Roy told me a funny story when we sat together at the hospital watching my Dad sleep. When the two of them were around eight years old, they liked to go the Herzog farm to go swimming. You see, there was a pond there, but before they jumped in, they had to chase the cows out. The swimming hole was muddy pond, but Dad said he learned to swim there. Roy said it was a miracle they didn’t die from typhus .

When I was born, my Dad was proud to have a girl. He proved it his entire life. When I was in first grade, I had tonsillitis much of the school year, and Dad would stop on the way home from work to buy me a chocolate milkshake at the new McDonald’s to soothe my sore throat. When he took me to the father/daughter breakfast at church he bought me a corsage to make me feel special. When I was thirteen, I needed a new winter coat. Mom budgeted $20 for the purchase, but we had no luck finding something suitable at that price. When we did find one we both loved, it was $35. One night after work, Dad took me back to Penny’s where we had found the coat, made me model it for him, and he made up the shortfall, so I could have the beautiful red coat. Every time I put it on, it was like getting a hug from my dad.  I never knew where he got the money until I was much older and my mother confessed he used his poker kitty to buy me the coat. Playing poker once a month with the guys at the fire station was one of the few things he did for himself.

As the oldest child, I was pretty much a test model, so Mom and Dad were stricter with me than John, Mark and Chris. But being the oldest did have a few perks. I got to go with Dad to pick out the Christmas trees, and every Thanksgiving I got to carve the turkey with him. Dad taught me how to play baseball as good as any boy, and how to oil my glove and mold a nice pocket. When I taught myself how to roller skate on the cement sidewalk in front of our house, he cried when he saw my black and blue butt. He ran beside me when I learned how to balance a bike and cheered when I took off on my own.

The most important thing my Dad did was teach all of his children how to be good people. He gave us everything we needed to live happily on our own. He taught the boys how to be good husbands and loving father’s by his own example. I learned how to love a husband by watching my own two parents be happy together.

Today, we say goodbye to him, and we’ll share our memories. Tomorrow we’ll go on without my him. But no one should be sad. Dad was ready for his angel wings, and I truly believe he’s having a great time getting reacquainted with old friends, his brothers Marco and Jimmy and sisters Mary, Rosie, and Josephine. And of course, he’ll dance with my Mom again.

Explore the material —
**a.** Name every brother and sister of the father that the eulogy mentions.
**b.** In the eulogy, what source of money did Dad use to cover the extra cost of the red coat?
**c.** Write the next part of the eulogy, beginning after its final sentence.

Material shown —
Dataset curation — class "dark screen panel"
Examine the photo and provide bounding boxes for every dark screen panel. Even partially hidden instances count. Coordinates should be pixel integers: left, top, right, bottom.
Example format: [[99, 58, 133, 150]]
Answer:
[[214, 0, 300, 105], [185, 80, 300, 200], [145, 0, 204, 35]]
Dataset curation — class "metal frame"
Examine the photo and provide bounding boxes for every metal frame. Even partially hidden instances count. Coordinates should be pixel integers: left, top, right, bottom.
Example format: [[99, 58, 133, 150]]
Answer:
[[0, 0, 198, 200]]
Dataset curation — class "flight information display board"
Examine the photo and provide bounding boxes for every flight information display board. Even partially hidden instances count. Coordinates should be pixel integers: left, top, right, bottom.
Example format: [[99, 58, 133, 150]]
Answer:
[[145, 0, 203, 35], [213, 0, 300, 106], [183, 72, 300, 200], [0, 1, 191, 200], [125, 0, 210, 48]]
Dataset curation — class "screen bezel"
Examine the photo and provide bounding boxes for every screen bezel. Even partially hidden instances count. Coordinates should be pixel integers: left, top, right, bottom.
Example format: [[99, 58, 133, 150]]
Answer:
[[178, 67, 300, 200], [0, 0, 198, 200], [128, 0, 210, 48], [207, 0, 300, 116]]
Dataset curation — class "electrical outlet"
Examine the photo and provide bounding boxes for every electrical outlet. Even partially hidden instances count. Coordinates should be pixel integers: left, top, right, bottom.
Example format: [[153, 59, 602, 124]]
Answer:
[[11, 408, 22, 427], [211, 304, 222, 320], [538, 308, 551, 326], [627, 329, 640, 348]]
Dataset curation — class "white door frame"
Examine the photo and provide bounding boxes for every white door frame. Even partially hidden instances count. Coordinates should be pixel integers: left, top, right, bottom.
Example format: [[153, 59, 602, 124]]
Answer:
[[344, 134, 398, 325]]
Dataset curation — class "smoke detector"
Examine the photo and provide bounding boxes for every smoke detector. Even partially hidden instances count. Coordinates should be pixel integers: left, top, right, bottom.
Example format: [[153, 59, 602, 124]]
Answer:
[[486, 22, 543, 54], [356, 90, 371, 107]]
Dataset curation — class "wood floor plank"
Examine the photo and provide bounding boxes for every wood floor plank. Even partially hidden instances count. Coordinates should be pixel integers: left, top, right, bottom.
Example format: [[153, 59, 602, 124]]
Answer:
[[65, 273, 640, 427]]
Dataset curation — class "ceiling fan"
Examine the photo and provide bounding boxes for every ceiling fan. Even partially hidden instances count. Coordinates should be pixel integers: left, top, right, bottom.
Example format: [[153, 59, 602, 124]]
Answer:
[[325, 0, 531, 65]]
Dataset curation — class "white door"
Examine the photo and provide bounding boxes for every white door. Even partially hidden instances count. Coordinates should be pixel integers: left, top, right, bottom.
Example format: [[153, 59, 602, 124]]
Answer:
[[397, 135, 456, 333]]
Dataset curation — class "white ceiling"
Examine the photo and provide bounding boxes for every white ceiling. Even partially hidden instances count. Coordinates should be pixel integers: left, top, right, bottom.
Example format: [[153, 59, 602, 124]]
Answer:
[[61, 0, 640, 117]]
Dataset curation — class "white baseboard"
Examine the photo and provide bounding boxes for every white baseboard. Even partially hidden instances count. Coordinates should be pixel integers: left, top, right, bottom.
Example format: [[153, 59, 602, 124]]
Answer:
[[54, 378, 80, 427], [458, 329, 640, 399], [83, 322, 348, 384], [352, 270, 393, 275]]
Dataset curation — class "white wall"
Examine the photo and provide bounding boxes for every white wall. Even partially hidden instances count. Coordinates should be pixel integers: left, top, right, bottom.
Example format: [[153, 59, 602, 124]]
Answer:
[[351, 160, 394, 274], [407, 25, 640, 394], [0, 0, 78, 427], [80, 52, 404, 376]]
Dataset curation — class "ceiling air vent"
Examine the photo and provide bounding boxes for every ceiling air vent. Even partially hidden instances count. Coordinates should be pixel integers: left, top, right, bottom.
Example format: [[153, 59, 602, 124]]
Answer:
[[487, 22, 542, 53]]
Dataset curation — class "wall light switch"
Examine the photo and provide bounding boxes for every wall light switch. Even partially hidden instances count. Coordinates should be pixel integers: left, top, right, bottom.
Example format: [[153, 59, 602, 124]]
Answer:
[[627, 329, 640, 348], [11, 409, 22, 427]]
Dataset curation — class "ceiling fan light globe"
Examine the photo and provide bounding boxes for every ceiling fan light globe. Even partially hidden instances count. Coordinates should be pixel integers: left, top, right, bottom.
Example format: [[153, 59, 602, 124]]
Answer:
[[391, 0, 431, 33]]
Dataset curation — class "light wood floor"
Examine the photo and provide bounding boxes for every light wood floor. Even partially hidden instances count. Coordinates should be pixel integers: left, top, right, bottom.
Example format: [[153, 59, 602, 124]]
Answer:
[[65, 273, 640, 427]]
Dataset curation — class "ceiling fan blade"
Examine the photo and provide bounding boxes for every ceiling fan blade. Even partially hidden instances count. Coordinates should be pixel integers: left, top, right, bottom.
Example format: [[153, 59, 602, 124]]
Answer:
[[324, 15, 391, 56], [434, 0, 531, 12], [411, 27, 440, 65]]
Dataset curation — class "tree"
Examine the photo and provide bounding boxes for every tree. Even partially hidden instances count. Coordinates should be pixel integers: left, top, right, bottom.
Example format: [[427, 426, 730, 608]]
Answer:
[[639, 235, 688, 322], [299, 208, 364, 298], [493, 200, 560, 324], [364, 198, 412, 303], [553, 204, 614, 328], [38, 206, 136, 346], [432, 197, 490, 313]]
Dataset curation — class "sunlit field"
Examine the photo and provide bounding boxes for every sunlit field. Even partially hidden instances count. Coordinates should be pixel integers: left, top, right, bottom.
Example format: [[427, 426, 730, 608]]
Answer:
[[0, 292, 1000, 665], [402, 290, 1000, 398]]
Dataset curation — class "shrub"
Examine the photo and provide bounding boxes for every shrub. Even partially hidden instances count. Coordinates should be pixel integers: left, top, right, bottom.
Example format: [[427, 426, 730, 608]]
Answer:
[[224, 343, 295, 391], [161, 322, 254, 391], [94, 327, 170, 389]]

Answers by item —
**a.** Marco, Jimmy, Mary, Rosie, Josephine

**b.** He used his poker kitty.

**c.**
He wouldn’t want us to cry; he’d want us to remember the words of his favorite Nat King Cole song entitled “SMILE”.

 

Smile though your heart is aching

Smile even though it’s breaking

When there are clouds in the sky, you’ll get by

If you smile through your fear and sorrow

Smile and maybe tomorrow

You’ll see the sun come shining through for you

Light up your face with gladness

Hide every trace of sadness

Although a tear may be ever so near

That’s the time you must keep on trying

Smile, what’s the use of crying?

You’ll find that life is still worthwhile

If you just smile.

Dad’s Final Journey

Marriage 001 (2)My father laid in a hospital bed for the past month. My brother, sister, and I traveled up and down a bumpy road as he journeyed through his last days. We laughed together. We remembers together. Sometimes I’d simply sit by his bedside and hold his hand while he dreamed things I’ll never know. As I sit, I listen to the hospital daily routine interrupt my memories. “Doctor So & So, dial 795.”

I think about times when I was small before my Dad got sick with heart disease. I was about seven when he taught me to throw a baseball and catch like a boy. He taught me how to hit, too, and together we broke several windows in the back of the house. I remember the day I got my first mitt, and Dad taught me how to oil it and mold a pocket. Then a floor washer goes down the hallway as loud as a street sweeper. Nurses and visitors scurry out of its way. I pardon the interruption of my thoughts and watch my Dad sleep.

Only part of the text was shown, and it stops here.